Exercise aim
From the line holding "Guideline: for every instance of the round" to the final line below, restate each line word for word and add nothing.

--- START ---

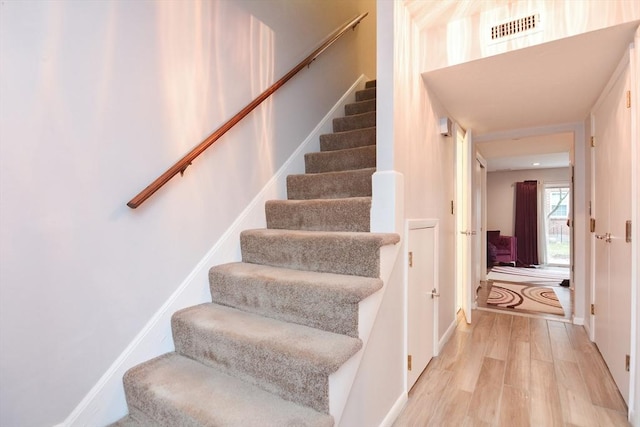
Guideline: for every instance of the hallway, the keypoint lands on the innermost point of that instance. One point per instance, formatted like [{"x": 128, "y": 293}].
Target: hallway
[{"x": 507, "y": 370}]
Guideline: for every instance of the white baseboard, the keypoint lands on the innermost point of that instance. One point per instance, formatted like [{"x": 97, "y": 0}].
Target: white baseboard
[
  {"x": 395, "y": 411},
  {"x": 105, "y": 402}
]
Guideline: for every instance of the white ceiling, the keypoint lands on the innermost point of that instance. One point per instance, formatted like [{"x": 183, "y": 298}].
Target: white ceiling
[
  {"x": 552, "y": 83},
  {"x": 534, "y": 152}
]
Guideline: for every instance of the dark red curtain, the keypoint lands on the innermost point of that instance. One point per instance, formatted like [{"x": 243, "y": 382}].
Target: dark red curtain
[{"x": 526, "y": 226}]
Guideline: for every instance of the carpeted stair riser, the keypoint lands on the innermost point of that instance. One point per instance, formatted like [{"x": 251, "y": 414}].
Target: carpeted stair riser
[
  {"x": 350, "y": 139},
  {"x": 290, "y": 360},
  {"x": 360, "y": 107},
  {"x": 366, "y": 94},
  {"x": 286, "y": 317},
  {"x": 330, "y": 185},
  {"x": 347, "y": 214},
  {"x": 341, "y": 160},
  {"x": 319, "y": 300},
  {"x": 334, "y": 252},
  {"x": 356, "y": 121},
  {"x": 173, "y": 390}
]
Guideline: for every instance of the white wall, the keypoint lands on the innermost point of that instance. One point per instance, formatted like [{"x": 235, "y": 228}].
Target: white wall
[
  {"x": 501, "y": 193},
  {"x": 99, "y": 98},
  {"x": 447, "y": 45}
]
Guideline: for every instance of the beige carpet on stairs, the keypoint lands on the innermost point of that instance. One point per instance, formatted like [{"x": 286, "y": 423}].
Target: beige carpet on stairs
[{"x": 286, "y": 317}]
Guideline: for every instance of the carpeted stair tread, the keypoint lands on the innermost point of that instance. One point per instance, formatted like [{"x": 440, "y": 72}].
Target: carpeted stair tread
[
  {"x": 293, "y": 361},
  {"x": 360, "y": 107},
  {"x": 324, "y": 301},
  {"x": 355, "y": 121},
  {"x": 338, "y": 252},
  {"x": 365, "y": 94},
  {"x": 341, "y": 160},
  {"x": 346, "y": 214},
  {"x": 173, "y": 390},
  {"x": 330, "y": 185},
  {"x": 349, "y": 139}
]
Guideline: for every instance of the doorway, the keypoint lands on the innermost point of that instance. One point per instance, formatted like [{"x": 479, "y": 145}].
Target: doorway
[{"x": 557, "y": 219}]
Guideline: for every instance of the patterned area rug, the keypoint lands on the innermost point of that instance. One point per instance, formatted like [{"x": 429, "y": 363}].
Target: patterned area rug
[
  {"x": 539, "y": 276},
  {"x": 526, "y": 298}
]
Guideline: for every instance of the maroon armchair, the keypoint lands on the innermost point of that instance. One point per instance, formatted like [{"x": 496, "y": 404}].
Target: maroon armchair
[{"x": 506, "y": 247}]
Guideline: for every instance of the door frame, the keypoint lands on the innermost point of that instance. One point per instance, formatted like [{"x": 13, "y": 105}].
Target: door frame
[
  {"x": 631, "y": 58},
  {"x": 413, "y": 224},
  {"x": 464, "y": 268},
  {"x": 481, "y": 216}
]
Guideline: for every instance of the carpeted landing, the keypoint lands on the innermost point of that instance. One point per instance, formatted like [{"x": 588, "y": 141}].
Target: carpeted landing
[{"x": 286, "y": 317}]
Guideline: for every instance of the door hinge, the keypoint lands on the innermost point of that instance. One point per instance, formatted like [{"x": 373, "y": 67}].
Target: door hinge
[{"x": 628, "y": 99}]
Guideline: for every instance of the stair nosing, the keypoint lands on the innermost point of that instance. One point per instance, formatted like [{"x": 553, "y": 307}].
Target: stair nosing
[{"x": 310, "y": 347}]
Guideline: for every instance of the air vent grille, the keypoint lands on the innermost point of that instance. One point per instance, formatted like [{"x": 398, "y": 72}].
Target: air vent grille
[{"x": 515, "y": 27}]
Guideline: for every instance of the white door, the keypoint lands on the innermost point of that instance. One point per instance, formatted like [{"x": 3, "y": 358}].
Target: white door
[
  {"x": 612, "y": 275},
  {"x": 421, "y": 300},
  {"x": 464, "y": 224}
]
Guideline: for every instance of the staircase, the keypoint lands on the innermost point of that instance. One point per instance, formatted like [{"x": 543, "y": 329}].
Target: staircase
[{"x": 286, "y": 317}]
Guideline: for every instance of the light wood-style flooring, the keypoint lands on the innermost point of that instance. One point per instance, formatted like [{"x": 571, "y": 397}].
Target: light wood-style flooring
[{"x": 506, "y": 370}]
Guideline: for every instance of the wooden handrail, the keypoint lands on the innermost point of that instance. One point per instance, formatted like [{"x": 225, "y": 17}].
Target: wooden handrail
[{"x": 183, "y": 163}]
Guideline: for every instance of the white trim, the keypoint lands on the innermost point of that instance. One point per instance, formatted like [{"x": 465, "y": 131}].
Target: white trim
[
  {"x": 105, "y": 402},
  {"x": 395, "y": 410},
  {"x": 634, "y": 383}
]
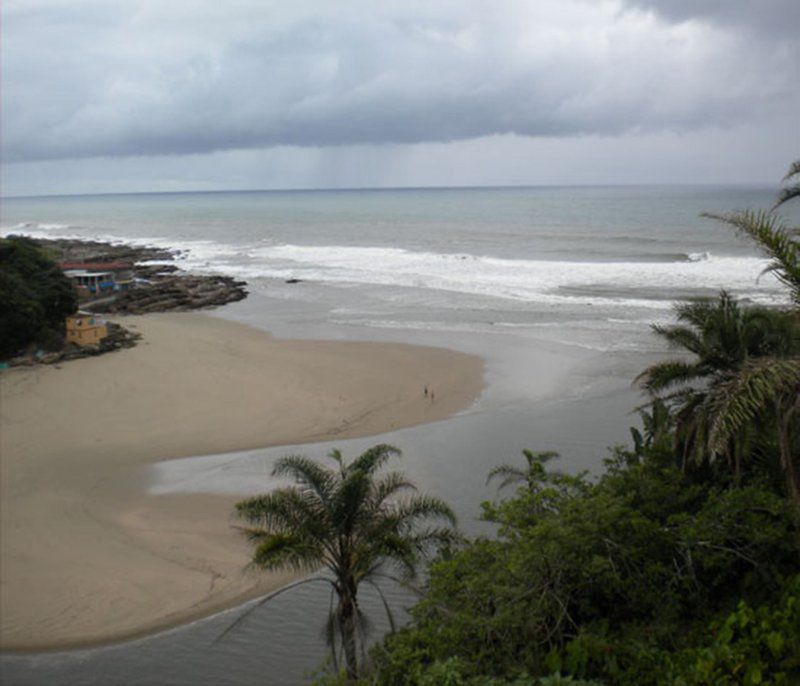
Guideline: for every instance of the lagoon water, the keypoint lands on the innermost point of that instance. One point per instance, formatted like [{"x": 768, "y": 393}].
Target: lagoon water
[{"x": 555, "y": 287}]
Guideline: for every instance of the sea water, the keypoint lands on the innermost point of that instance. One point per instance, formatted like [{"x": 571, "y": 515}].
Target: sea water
[{"x": 517, "y": 275}]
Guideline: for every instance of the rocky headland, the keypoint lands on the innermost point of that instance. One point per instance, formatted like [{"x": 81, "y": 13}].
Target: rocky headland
[{"x": 160, "y": 287}]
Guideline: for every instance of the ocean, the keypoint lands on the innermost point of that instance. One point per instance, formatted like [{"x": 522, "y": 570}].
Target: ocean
[{"x": 555, "y": 287}]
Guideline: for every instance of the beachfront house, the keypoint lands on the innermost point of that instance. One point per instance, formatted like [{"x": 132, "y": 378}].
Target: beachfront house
[
  {"x": 95, "y": 279},
  {"x": 84, "y": 328}
]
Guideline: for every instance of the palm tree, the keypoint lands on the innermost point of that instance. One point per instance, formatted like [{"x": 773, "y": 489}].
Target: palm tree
[
  {"x": 532, "y": 475},
  {"x": 747, "y": 366},
  {"x": 350, "y": 522},
  {"x": 779, "y": 242},
  {"x": 717, "y": 395}
]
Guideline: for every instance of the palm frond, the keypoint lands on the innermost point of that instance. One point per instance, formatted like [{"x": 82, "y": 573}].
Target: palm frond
[
  {"x": 786, "y": 194},
  {"x": 748, "y": 392},
  {"x": 306, "y": 472},
  {"x": 281, "y": 511},
  {"x": 412, "y": 508},
  {"x": 285, "y": 551},
  {"x": 663, "y": 376},
  {"x": 774, "y": 239}
]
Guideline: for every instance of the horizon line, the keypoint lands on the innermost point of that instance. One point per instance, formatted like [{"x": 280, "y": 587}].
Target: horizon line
[{"x": 328, "y": 189}]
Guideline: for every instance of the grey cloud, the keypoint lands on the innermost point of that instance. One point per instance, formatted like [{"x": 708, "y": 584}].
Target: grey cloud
[
  {"x": 90, "y": 82},
  {"x": 776, "y": 18}
]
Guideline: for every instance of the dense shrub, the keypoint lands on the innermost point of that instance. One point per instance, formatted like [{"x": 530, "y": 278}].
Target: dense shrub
[{"x": 35, "y": 296}]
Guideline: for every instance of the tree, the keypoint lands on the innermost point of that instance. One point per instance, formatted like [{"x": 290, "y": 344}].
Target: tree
[
  {"x": 35, "y": 296},
  {"x": 350, "y": 522},
  {"x": 779, "y": 242},
  {"x": 744, "y": 367}
]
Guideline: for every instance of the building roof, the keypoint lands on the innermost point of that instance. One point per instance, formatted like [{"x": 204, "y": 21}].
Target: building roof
[
  {"x": 96, "y": 266},
  {"x": 84, "y": 272}
]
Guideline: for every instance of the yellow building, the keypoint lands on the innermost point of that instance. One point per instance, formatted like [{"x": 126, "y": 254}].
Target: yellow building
[{"x": 85, "y": 329}]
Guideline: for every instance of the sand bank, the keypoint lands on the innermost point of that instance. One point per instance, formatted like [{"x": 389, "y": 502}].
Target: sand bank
[{"x": 85, "y": 556}]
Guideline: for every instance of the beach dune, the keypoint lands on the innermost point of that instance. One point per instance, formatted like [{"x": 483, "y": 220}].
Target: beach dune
[{"x": 86, "y": 556}]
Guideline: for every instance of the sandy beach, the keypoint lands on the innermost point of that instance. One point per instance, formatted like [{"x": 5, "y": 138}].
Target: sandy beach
[{"x": 86, "y": 556}]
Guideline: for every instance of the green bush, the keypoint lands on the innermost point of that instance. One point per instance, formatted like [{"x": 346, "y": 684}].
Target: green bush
[{"x": 35, "y": 297}]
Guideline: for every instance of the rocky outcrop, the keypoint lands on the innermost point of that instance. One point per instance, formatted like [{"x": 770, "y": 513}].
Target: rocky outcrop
[
  {"x": 178, "y": 292},
  {"x": 69, "y": 250},
  {"x": 158, "y": 287}
]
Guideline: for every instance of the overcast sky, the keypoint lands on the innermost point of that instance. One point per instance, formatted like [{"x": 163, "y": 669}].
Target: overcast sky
[{"x": 107, "y": 96}]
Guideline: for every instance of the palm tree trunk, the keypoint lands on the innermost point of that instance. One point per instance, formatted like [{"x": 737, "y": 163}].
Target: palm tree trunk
[
  {"x": 347, "y": 615},
  {"x": 784, "y": 418}
]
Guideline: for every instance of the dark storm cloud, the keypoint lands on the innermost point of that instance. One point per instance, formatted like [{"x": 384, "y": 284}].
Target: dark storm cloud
[
  {"x": 774, "y": 18},
  {"x": 147, "y": 78}
]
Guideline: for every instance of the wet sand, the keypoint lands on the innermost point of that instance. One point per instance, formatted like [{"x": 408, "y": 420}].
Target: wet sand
[{"x": 86, "y": 556}]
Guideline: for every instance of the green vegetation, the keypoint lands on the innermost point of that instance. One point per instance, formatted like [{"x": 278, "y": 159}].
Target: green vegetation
[
  {"x": 35, "y": 296},
  {"x": 681, "y": 564},
  {"x": 349, "y": 522}
]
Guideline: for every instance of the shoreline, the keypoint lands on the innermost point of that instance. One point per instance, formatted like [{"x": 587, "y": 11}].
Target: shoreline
[{"x": 87, "y": 557}]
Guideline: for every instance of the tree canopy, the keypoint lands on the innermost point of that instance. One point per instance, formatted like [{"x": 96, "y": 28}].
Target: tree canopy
[{"x": 35, "y": 296}]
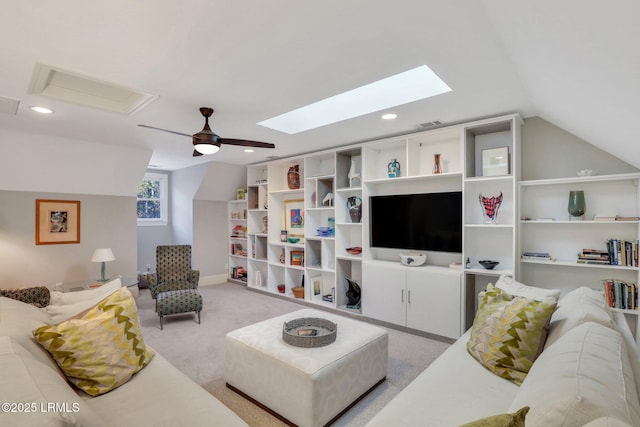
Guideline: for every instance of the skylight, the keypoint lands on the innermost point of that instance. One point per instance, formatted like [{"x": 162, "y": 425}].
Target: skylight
[{"x": 408, "y": 86}]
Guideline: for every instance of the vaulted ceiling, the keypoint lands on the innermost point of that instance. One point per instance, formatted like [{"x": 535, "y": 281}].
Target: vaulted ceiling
[{"x": 574, "y": 63}]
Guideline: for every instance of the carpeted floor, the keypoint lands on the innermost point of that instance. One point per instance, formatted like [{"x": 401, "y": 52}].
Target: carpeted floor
[{"x": 198, "y": 350}]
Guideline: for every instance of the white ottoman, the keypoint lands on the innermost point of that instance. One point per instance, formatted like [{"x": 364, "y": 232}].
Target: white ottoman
[{"x": 307, "y": 386}]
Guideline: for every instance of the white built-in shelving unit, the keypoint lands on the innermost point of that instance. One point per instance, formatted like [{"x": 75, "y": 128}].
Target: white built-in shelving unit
[
  {"x": 238, "y": 242},
  {"x": 435, "y": 298},
  {"x": 545, "y": 226}
]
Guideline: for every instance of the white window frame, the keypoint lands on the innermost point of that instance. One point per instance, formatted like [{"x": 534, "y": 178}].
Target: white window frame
[{"x": 164, "y": 191}]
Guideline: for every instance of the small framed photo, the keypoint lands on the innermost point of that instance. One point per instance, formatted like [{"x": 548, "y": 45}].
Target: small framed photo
[
  {"x": 57, "y": 221},
  {"x": 294, "y": 217},
  {"x": 297, "y": 257},
  {"x": 316, "y": 284},
  {"x": 495, "y": 161}
]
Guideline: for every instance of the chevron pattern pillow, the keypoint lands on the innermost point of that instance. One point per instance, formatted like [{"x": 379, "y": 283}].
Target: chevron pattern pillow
[
  {"x": 100, "y": 349},
  {"x": 508, "y": 333}
]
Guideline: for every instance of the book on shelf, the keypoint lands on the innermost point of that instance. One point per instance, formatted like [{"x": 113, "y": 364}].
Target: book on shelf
[
  {"x": 621, "y": 294},
  {"x": 594, "y": 256},
  {"x": 537, "y": 258},
  {"x": 626, "y": 218},
  {"x": 604, "y": 217},
  {"x": 593, "y": 261},
  {"x": 623, "y": 252},
  {"x": 537, "y": 254},
  {"x": 239, "y": 273}
]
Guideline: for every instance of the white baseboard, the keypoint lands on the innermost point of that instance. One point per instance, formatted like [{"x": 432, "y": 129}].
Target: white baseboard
[{"x": 212, "y": 280}]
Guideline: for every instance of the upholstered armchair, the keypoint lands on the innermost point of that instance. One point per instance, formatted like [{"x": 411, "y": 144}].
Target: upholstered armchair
[{"x": 173, "y": 270}]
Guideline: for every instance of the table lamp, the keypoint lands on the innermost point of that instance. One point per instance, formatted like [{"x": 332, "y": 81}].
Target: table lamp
[{"x": 102, "y": 255}]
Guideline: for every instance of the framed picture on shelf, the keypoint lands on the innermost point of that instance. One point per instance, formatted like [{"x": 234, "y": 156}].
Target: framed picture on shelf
[
  {"x": 297, "y": 257},
  {"x": 57, "y": 221},
  {"x": 294, "y": 217},
  {"x": 495, "y": 161},
  {"x": 316, "y": 284}
]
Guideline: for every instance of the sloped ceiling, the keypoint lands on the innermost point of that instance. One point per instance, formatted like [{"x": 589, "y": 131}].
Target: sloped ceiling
[{"x": 573, "y": 63}]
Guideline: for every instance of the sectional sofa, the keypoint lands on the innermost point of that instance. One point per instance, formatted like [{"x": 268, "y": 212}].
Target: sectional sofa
[
  {"x": 587, "y": 374},
  {"x": 35, "y": 391}
]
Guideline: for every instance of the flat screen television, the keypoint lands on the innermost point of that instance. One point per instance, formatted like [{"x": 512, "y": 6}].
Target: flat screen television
[{"x": 424, "y": 222}]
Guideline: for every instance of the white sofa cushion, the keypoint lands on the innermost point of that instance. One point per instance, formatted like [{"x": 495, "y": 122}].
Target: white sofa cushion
[
  {"x": 585, "y": 375},
  {"x": 28, "y": 382},
  {"x": 65, "y": 305},
  {"x": 455, "y": 389},
  {"x": 607, "y": 422},
  {"x": 579, "y": 306},
  {"x": 18, "y": 320},
  {"x": 161, "y": 395},
  {"x": 517, "y": 289}
]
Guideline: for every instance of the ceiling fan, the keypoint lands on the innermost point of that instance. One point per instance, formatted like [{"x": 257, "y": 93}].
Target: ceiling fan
[{"x": 207, "y": 142}]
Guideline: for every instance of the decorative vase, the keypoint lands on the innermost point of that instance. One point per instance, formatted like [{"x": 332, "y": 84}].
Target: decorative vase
[
  {"x": 490, "y": 206},
  {"x": 577, "y": 206},
  {"x": 437, "y": 168},
  {"x": 293, "y": 177},
  {"x": 354, "y": 177},
  {"x": 353, "y": 292},
  {"x": 393, "y": 168},
  {"x": 354, "y": 206}
]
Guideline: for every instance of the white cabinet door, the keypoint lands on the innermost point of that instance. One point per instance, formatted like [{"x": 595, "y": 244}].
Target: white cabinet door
[
  {"x": 434, "y": 301},
  {"x": 383, "y": 293}
]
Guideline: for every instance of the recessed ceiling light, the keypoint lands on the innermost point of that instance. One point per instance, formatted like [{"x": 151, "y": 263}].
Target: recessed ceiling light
[
  {"x": 41, "y": 110},
  {"x": 408, "y": 86}
]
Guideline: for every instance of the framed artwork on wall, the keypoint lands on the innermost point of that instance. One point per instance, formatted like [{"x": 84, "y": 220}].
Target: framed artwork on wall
[
  {"x": 57, "y": 221},
  {"x": 294, "y": 217},
  {"x": 297, "y": 257},
  {"x": 316, "y": 284}
]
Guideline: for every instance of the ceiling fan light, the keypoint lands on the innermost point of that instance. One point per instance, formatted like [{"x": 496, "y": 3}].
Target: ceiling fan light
[{"x": 206, "y": 147}]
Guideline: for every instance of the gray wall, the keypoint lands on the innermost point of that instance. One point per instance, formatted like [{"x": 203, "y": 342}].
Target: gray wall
[
  {"x": 210, "y": 239},
  {"x": 197, "y": 216},
  {"x": 551, "y": 152},
  {"x": 105, "y": 221}
]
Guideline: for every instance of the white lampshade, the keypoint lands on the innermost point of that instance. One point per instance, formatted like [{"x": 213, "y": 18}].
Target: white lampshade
[{"x": 103, "y": 255}]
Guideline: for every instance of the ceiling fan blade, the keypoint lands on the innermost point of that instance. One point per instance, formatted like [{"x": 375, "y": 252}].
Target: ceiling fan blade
[
  {"x": 165, "y": 130},
  {"x": 245, "y": 143}
]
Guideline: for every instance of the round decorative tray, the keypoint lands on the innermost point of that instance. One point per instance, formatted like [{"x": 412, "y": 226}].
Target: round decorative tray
[{"x": 309, "y": 332}]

--- END ---

Response area
Guideline: for every instance of the round decorative tray, the keypoint lands on the innermost point of that instance. One point per instance, formatted like [{"x": 412, "y": 226}].
Target: round decorative tray
[{"x": 309, "y": 332}]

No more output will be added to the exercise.